Supplied material: Begin

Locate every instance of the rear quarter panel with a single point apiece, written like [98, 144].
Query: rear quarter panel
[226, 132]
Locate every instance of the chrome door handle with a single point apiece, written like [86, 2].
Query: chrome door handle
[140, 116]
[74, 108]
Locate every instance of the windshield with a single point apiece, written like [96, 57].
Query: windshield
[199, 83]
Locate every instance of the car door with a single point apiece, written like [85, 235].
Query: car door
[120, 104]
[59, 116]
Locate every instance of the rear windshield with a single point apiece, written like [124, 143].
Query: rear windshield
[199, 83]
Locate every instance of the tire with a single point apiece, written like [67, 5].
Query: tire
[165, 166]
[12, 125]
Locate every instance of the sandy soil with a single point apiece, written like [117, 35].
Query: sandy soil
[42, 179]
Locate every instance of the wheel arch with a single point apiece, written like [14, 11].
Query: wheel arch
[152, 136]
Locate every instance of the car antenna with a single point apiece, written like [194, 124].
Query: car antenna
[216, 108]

Supplied material: End

-- Problem details --
The line with "Locate every instance of the tire" marks the end; reproduce exactly every line from the start of the entries up to it, that line included.

-- Reply to the exercise --
Locate every instance of the rear quarter panel with a single point apiece, written like [98, 144].
Query: rear quarter panel
[226, 132]
Locate every instance of the chrome door handle with a single point apiece, written like [86, 2].
Query: chrome door handle
[140, 116]
[74, 108]
Locate every instance of the windshield with a single point apiece, written like [96, 57].
Query: windshield
[199, 83]
Locate every instance of the car door with a single point apiece, written like [85, 235].
Query: car door
[120, 104]
[59, 116]
Locate every instance of the rear windshield with a single point apiece, written like [124, 143].
Query: rear windshield
[199, 83]
Locate every instance of the tire with a single point apiece, written like [67, 5].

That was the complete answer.